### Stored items
• • • • •
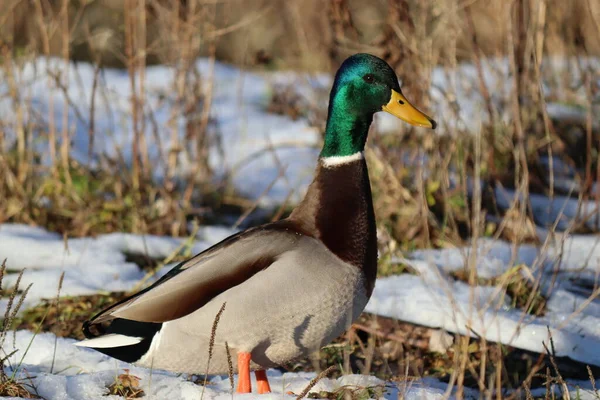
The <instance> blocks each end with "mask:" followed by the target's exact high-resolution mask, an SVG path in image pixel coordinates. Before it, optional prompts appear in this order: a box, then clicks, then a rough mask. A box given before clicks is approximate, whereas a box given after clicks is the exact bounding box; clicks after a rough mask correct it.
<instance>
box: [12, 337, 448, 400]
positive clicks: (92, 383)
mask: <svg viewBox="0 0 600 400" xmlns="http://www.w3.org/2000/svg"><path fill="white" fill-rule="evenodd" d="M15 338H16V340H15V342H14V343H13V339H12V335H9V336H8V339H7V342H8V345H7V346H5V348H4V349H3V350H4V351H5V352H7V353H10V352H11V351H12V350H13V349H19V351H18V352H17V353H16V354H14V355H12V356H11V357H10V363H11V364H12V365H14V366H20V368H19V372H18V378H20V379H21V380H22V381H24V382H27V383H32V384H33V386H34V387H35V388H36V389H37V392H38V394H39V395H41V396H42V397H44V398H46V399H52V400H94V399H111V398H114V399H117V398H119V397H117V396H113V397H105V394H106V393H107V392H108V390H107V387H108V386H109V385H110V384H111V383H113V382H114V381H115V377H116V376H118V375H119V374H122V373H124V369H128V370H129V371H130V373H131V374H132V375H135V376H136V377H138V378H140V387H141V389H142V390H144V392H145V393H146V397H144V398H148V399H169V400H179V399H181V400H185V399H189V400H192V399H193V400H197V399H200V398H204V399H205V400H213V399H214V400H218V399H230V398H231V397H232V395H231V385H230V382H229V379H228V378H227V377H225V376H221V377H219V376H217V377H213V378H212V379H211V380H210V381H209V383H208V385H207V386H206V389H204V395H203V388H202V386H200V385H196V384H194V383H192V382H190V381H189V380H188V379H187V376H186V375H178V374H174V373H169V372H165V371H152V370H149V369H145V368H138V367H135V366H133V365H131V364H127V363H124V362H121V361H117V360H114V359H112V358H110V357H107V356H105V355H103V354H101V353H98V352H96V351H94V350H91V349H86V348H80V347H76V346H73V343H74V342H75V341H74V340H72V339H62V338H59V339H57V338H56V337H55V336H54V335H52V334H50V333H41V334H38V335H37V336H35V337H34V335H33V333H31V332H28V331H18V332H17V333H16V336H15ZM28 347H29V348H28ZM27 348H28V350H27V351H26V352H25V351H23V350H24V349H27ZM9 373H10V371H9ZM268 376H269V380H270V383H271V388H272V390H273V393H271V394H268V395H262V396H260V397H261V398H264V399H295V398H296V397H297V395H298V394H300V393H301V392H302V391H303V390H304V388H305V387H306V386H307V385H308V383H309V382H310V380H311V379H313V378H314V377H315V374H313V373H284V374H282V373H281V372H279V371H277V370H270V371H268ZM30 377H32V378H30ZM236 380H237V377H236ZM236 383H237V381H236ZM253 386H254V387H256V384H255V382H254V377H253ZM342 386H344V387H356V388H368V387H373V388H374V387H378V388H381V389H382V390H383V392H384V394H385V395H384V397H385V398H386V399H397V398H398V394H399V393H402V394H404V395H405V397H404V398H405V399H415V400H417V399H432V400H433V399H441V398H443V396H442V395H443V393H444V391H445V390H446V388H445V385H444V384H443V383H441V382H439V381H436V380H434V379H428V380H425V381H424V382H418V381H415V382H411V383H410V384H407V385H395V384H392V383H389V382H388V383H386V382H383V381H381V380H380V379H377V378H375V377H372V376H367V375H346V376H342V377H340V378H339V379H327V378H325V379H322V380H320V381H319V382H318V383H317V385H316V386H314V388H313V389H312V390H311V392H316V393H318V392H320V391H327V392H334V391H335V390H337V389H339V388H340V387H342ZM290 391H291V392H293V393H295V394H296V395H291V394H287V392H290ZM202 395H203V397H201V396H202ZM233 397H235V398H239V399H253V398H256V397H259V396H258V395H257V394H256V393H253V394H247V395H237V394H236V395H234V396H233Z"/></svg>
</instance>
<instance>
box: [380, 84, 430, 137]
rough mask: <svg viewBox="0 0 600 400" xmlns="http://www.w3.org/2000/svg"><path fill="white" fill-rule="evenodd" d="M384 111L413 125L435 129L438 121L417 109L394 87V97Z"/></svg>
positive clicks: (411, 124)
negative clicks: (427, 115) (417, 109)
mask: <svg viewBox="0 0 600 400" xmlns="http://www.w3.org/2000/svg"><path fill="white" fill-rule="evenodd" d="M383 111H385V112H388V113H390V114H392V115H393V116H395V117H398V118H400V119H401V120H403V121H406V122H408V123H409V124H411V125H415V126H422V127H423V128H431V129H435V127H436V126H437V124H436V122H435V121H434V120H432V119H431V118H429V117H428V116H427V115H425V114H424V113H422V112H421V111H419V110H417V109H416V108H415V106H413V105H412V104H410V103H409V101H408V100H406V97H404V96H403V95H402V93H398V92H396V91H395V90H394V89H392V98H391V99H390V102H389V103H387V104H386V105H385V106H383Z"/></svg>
• • • • •
### Exercise instructions
Copy every entry above word for word, leaving out the pictures.

### Response
The <instance> blocks each end with "mask:" followed by the target's exact high-resolution mask, an SVG path in image pixel coordinates. Before it, optional prompts appear in this order: a box, then clicks, then a rough mask. A box given before clicks is approximate, whereas a box given after clicks is the exact bounding box; clicks after a rough mask correct it.
<instance>
box: [12, 337, 448, 400]
positive clicks: (92, 383)
mask: <svg viewBox="0 0 600 400" xmlns="http://www.w3.org/2000/svg"><path fill="white" fill-rule="evenodd" d="M15 338H16V340H15V342H14V343H13V339H12V335H9V336H8V339H7V342H8V345H7V346H5V348H4V349H3V350H4V351H5V352H7V353H10V352H11V351H12V350H13V349H19V351H18V352H17V353H16V354H14V355H12V356H11V357H10V363H11V364H12V365H14V366H20V368H19V372H18V378H20V379H21V380H22V381H24V382H27V383H32V384H33V386H34V387H35V388H36V389H37V392H38V394H39V395H41V396H42V397H44V398H46V399H52V400H94V399H111V398H114V399H117V398H119V397H117V396H113V397H105V394H106V393H107V392H108V390H107V387H108V386H109V385H110V384H111V383H113V382H114V381H115V377H116V376H118V375H119V374H122V373H124V369H128V370H129V371H130V373H131V374H132V375H135V376H136V377H138V378H140V387H141V389H142V390H144V392H145V393H146V397H144V398H148V399H169V400H179V399H181V400H185V399H189V400H192V399H193V400H197V399H200V398H204V399H205V400H213V399H214V400H218V399H230V398H231V397H232V395H231V385H230V382H229V379H228V378H227V377H225V376H221V377H219V376H217V377H213V378H212V379H211V380H210V381H209V383H208V385H207V386H206V389H204V395H203V388H202V386H200V385H196V384H194V383H192V382H190V381H189V380H188V379H187V376H186V375H178V374H174V373H169V372H165V371H152V370H149V369H145V368H138V367H135V366H133V365H131V364H127V363H124V362H121V361H117V360H114V359H112V358H110V357H107V356H105V355H103V354H101V353H98V352H96V351H94V350H91V349H86V348H80V347H76V346H73V343H74V342H75V341H74V340H72V339H62V338H59V339H57V338H56V337H55V336H54V335H52V334H50V333H41V334H38V335H37V336H35V337H34V335H33V333H31V332H28V331H18V332H17V333H16V336H15ZM28 347H29V348H28ZM27 348H28V350H27V351H26V352H25V351H23V350H24V349H27ZM9 373H10V371H9ZM268 376H269V380H270V383H271V388H272V390H273V393H271V394H268V395H262V396H260V397H261V398H264V399H295V398H296V397H297V395H298V394H300V393H301V392H302V391H303V390H304V388H305V387H306V386H307V385H308V383H309V382H310V380H311V379H313V378H314V377H315V374H313V373H284V374H282V373H281V372H279V371H277V370H270V371H268ZM30 377H32V378H30ZM236 380H237V377H236ZM236 383H237V381H236ZM253 386H254V387H256V384H255V382H254V377H253ZM342 386H344V387H356V388H368V387H373V388H374V387H378V388H381V389H382V390H383V392H384V394H385V395H384V397H385V398H386V399H397V398H398V394H399V393H402V394H404V395H405V397H404V398H405V399H415V400H417V399H432V400H433V399H441V398H443V396H442V395H443V393H444V391H445V390H446V388H445V385H444V384H443V383H441V382H439V381H436V380H434V379H428V380H425V381H424V382H418V381H415V382H411V383H410V384H407V385H395V384H392V383H389V382H388V383H386V382H383V381H381V380H380V379H377V378H375V377H372V376H367V375H346V376H342V377H340V378H339V379H327V378H325V379H322V380H320V381H319V382H318V383H317V385H316V386H314V388H313V389H312V390H311V392H316V393H318V392H320V391H327V392H334V391H335V390H337V389H339V388H340V387H342ZM290 391H291V392H293V393H295V394H296V395H291V394H287V392H290ZM202 395H203V397H201V396H202ZM233 397H235V398H239V399H253V398H256V397H259V396H258V395H257V394H256V393H253V394H247V395H237V394H236V395H234V396H233Z"/></svg>
</instance>
<instance>
box: [380, 84, 430, 137]
rough mask: <svg viewBox="0 0 600 400" xmlns="http://www.w3.org/2000/svg"><path fill="white" fill-rule="evenodd" d="M384 111L413 125L435 129L438 121L417 109L394 87V97Z"/></svg>
positive clicks: (411, 124)
negative clicks: (427, 115) (417, 109)
mask: <svg viewBox="0 0 600 400" xmlns="http://www.w3.org/2000/svg"><path fill="white" fill-rule="evenodd" d="M383 111H385V112H388V113H390V114H392V115H393V116H395V117H398V118H400V119H401V120H403V121H406V122H408V123H409V124H411V125H415V126H422V127H423V128H431V129H435V127H436V126H437V124H436V122H435V121H434V120H432V119H431V118H429V117H428V116H427V115H425V114H424V113H422V112H421V111H419V110H417V109H416V108H415V106H413V105H412V104H410V103H409V101H408V100H406V97H404V96H403V95H402V93H398V92H396V91H395V90H394V89H392V98H391V99H390V102H389V103H387V104H386V105H385V106H383Z"/></svg>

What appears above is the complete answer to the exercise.